• **Task to complete**: Every line in the listing that holds "tree" counts once; state the total and nothing more.

━━━━━━━━━━━━━━━━

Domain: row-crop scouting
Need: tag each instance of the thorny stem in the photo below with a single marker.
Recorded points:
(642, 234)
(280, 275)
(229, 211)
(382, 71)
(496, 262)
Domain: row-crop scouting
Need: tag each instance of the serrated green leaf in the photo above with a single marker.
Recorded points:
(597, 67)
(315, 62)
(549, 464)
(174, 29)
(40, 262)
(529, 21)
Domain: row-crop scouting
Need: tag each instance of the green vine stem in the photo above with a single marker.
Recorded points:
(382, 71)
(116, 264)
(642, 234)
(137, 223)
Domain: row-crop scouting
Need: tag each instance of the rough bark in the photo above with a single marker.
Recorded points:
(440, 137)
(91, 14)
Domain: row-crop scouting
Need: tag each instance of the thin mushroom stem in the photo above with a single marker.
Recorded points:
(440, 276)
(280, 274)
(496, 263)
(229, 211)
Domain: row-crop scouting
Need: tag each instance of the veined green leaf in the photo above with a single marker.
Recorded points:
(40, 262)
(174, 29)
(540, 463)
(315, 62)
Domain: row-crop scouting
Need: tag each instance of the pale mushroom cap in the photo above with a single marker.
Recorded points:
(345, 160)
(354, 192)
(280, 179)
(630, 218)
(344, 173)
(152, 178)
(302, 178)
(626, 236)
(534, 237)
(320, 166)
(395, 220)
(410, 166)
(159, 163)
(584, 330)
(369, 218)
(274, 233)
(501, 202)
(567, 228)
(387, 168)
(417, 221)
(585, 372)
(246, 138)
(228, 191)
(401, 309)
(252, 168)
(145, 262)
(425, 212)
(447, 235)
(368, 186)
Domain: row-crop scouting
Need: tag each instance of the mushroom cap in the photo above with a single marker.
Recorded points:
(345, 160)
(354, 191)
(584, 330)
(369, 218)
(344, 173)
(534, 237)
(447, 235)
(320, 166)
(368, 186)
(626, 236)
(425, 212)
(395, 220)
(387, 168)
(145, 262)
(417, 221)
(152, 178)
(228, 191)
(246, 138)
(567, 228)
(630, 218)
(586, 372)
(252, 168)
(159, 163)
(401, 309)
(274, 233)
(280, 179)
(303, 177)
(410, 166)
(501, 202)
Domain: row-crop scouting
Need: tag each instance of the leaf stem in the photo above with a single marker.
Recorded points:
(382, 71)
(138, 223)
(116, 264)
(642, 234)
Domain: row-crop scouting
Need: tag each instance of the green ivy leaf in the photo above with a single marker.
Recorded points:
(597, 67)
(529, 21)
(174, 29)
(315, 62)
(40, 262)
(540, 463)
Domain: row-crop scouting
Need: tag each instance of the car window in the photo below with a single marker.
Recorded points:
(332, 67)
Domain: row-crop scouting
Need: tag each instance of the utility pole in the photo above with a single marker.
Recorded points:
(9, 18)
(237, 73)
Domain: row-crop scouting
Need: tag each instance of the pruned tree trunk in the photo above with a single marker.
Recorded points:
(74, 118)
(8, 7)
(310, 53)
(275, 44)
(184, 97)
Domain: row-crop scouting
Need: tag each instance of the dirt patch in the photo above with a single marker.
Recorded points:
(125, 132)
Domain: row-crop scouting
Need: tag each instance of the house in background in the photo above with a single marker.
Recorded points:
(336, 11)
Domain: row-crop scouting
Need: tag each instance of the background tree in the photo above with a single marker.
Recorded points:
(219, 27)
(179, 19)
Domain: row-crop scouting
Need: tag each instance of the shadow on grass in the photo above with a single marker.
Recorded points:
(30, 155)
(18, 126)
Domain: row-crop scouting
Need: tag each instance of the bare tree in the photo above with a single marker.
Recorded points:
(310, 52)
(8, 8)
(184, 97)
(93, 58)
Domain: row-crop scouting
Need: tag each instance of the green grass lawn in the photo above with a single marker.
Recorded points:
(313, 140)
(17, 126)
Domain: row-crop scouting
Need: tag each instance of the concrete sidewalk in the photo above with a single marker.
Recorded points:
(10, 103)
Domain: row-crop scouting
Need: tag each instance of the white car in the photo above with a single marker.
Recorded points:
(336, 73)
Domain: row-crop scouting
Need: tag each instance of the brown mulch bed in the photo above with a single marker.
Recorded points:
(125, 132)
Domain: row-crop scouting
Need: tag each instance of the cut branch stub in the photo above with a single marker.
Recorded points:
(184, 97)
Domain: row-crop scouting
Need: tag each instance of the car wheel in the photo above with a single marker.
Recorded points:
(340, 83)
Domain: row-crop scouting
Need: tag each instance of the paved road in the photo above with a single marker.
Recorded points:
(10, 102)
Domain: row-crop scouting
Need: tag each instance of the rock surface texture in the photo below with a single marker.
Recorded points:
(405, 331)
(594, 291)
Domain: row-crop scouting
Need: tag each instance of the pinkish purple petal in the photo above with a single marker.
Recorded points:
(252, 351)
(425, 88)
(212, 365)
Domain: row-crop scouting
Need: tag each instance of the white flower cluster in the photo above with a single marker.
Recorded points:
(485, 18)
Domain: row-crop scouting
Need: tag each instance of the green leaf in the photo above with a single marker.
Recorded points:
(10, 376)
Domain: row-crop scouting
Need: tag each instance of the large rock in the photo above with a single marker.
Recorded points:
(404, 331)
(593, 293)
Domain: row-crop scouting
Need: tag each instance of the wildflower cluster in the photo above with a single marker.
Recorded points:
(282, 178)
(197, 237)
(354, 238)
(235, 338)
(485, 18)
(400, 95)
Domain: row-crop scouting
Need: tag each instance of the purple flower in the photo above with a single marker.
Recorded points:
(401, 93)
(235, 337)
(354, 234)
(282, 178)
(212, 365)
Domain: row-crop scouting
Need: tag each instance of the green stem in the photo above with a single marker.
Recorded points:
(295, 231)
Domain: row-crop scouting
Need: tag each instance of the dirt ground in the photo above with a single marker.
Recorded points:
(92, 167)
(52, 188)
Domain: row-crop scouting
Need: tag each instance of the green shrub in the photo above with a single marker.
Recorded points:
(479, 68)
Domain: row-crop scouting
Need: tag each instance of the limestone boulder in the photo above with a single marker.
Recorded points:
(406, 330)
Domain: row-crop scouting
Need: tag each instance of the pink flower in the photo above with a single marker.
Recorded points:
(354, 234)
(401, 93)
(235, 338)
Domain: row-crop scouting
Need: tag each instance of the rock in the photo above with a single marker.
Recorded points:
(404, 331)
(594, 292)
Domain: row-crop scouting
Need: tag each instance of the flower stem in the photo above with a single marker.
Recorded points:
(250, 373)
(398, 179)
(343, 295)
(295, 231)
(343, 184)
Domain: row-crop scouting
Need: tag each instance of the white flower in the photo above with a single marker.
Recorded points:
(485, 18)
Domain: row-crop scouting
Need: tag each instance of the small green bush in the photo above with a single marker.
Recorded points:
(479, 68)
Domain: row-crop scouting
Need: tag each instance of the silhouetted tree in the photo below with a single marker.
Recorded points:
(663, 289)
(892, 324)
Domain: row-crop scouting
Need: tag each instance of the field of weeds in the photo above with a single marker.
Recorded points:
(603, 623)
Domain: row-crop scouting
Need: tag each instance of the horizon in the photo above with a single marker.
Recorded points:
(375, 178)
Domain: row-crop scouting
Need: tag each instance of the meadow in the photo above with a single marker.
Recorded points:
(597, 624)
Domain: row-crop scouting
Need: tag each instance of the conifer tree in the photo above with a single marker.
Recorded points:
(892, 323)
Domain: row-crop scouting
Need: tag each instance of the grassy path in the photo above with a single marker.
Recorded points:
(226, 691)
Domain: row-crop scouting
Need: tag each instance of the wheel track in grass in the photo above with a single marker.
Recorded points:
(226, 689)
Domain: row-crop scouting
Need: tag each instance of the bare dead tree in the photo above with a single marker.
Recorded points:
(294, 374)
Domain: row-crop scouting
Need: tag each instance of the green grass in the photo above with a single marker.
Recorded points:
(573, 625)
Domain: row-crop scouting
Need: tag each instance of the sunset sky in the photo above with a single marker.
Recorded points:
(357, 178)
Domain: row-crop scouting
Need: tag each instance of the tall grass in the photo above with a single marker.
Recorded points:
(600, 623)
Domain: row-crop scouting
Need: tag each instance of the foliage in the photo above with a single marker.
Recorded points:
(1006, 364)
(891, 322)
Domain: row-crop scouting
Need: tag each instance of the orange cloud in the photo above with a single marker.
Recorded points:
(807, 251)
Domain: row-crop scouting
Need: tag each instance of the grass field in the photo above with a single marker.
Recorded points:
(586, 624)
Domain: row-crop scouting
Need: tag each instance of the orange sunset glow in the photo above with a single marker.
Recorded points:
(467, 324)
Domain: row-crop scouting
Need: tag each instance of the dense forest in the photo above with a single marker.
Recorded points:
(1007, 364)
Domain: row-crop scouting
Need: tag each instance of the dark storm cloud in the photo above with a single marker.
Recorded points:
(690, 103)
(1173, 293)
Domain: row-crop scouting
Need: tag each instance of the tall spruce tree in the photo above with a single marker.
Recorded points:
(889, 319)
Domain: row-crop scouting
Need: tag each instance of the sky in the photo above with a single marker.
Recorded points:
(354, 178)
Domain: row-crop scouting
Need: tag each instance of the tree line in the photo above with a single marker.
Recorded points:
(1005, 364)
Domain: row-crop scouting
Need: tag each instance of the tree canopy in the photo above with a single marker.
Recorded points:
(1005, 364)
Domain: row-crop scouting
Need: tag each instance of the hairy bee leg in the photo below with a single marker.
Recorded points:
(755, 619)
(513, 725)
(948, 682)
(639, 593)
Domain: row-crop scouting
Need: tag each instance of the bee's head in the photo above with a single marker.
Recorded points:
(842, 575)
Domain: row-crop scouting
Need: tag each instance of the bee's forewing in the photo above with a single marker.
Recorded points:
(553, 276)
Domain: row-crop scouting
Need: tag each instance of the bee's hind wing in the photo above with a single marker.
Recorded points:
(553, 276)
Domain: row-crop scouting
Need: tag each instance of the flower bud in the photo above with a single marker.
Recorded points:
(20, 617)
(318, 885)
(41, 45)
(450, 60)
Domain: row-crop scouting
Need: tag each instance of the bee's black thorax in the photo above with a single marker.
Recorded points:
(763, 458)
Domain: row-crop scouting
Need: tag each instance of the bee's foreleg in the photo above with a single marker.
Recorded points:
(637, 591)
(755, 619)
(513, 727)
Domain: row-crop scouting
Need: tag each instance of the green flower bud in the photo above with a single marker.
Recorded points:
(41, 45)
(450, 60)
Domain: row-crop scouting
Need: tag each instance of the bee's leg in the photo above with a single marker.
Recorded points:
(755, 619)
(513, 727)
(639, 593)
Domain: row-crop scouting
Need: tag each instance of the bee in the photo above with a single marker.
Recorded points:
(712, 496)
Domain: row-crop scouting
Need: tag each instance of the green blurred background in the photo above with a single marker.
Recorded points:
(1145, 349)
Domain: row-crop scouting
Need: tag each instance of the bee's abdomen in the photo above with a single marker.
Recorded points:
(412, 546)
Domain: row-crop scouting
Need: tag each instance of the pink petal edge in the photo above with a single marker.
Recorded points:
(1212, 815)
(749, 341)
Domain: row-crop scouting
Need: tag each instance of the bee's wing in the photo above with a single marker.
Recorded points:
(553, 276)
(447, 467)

━━━━━━━━━━━━━━━━

• **Output for this task**: 9